Text segment>

Share your dilemmas and get honest opinions from other Mumsnetters.

To desperately want one more child that I can’t afford?

184 replies

Creation · 06/05/2020 08:47

I posted recently about our financial situation. Sorry, I’m not sure how to link the other thread.

I have two lovely DC which I am so grateful for. They are 6 and almost 4. I am 31.

Just to summarise, we have £1,500 credit card debt. A £15,000 loan which was mainly to purchase a car (we need 7 seats for reasons which are pretty outing). We have £1,400 in savings (some in a help to buy ISA, the rest in an instant access savings account).
I have just completed my studies and was hoping to find a job soon which is now unlikely. We don’t own our own home.

The thing is, I so desperately want to have another child. I know there are many people who could only dream of having 2 children so I do feel very selfish for feeling this way. I just know I have that love to give to another child, and a happy home which I wasn’t fortunate enough to have myself growing up.

I know I probably am BU, but has anyone else felt this way/been in this position?

OP posts:
Jaxhog · 06/05/2020 11:46

While I do sympathize, you'd be asking the rest of us to pay for your extra child, when many of us have decided we can't afford to have one. So no, it isn't reasonable.

Stored items from a collection>
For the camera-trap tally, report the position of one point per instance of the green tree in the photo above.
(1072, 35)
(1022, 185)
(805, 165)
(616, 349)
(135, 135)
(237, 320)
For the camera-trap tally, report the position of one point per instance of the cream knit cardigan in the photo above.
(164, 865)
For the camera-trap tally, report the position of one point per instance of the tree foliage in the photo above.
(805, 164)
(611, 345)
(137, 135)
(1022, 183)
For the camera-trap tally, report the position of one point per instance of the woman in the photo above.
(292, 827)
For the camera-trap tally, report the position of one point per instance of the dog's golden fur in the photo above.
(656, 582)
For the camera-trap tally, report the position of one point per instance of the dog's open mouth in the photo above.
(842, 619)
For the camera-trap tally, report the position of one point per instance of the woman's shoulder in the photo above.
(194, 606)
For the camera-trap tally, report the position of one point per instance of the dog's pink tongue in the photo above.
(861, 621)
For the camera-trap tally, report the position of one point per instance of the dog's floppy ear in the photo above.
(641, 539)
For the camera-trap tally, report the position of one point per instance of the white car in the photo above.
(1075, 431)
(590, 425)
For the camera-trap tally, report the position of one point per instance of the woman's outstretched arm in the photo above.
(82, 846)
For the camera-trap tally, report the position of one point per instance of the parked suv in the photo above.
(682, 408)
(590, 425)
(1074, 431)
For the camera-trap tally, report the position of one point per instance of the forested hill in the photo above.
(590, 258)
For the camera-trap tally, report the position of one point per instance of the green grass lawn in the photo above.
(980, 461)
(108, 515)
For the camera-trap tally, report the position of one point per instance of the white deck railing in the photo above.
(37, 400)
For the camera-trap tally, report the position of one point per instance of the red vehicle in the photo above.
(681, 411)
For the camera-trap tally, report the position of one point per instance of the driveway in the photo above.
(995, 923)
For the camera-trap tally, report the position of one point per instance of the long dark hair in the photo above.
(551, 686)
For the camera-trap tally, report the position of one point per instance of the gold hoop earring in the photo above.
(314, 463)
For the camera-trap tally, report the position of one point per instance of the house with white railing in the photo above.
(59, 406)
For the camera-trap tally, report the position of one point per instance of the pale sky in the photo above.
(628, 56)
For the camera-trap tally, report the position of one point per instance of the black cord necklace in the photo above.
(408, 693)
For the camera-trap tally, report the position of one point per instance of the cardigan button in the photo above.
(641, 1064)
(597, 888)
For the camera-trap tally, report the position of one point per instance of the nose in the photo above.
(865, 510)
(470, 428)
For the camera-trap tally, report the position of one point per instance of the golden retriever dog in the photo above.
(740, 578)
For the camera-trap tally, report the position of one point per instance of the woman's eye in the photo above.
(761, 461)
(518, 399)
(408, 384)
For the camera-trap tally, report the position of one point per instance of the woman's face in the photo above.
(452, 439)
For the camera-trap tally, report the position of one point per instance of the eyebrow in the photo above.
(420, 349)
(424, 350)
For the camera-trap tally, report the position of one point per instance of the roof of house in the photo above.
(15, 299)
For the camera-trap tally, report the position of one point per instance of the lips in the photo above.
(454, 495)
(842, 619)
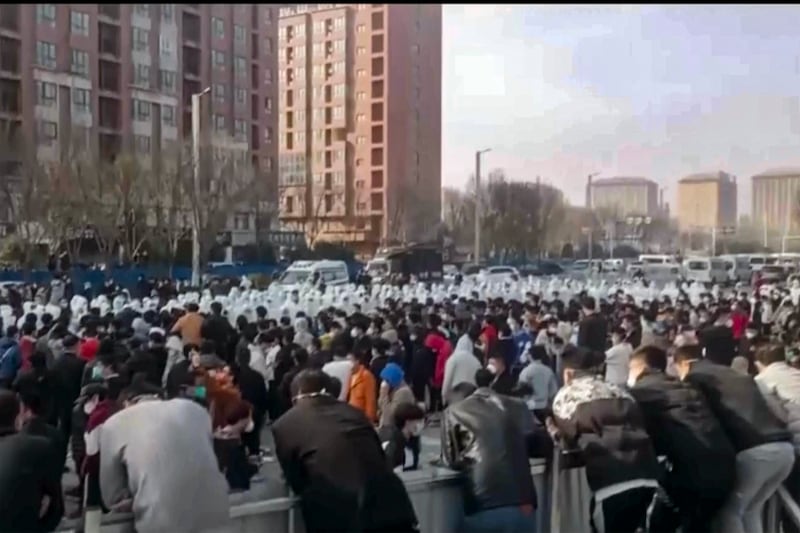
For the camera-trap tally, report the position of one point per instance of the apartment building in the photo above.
(624, 196)
(706, 201)
(360, 122)
(119, 77)
(775, 197)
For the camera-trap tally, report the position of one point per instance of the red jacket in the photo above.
(442, 348)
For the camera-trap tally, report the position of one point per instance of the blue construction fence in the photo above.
(127, 277)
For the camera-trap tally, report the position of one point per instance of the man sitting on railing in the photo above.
(682, 428)
(764, 455)
(605, 424)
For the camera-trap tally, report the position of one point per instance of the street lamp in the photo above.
(196, 124)
(477, 252)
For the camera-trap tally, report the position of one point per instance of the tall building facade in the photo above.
(360, 122)
(706, 201)
(120, 77)
(775, 196)
(625, 196)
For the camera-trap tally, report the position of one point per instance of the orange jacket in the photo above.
(363, 392)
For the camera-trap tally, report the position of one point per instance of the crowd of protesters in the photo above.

Exercise instructions>
[a] In the forum post about wanting another child, how large is the loan and what was it mainly used for?
[b] Resume the forum thread about wanting another child, writing what follows the last reply shown.

Answers to each task>
[a] The loan is £15,000, mainly used to buy a car with seven seats.

[b]
Nixen · 06/05/2020 11:47

Wait till you’re 35 and see if you can afford it then

Fromthebirdsnest · 06/05/2020 11:49

I have 3 children , I don't need to work , we can afford private education for all of them + help them when they leave home with a substantial trust fund ... I would love another child my husband doesn't so I understand that it is difficult when you want another child & I would never begrudge people that need to claim benefits etc as not everyone is as lucky as we are and I don't think you need to be wealthy to have happy children , however if you have substantial debt and 2 children already think of the impact that will make on the quality of life for you and your children , if you have savings you should use that to pay off some of your debt , also if it's your goal to have another baby then aim to pay off your debt first , make a realistic budget and chip away as much as you can each month there are so many helpline ext to give advice to help you with debt such as stepchange that will help you work out a plan with your creditors (I have helped one of my husband's employees and they were brilliant , they had substantial debt and bailiffs knocking , we paid the bailiffs for him and stepchange sorted a manageable debt plan) .. But yabu to bring a baby in to the world that you cannot afford right now as hard as that is , however I do believe that you can get rid off your debt and then have a baby and it won't be as stressful and have a much better quality of life ☺ x

CherryTreeBlossoms · 06/05/2020 11:49

It is not selfish to want another child. It sounds like now is not the best time for you.

You have just qualified so have the possibility of improving your earning potential. You could also significantly improve your finances by managing them better.

Have a look at money saving experts money make over. Make a monthly spending plan. Obviously there is a certain minimum amount of money that everyone needs to survive but managing your money well can make a huge difference.

Wanting another child is a huge motivator to sorting yourself out.

stretchedmarks · 06/05/2020 11:55

There's nothing wrong with wanting another child, or not earning lots of money and having three kids. As long as you can get by on your wages and are good at budgeting, there isn't a problem. I wouldn't plan to have a third child if I was going to need to rely on benefits of any sort, personally.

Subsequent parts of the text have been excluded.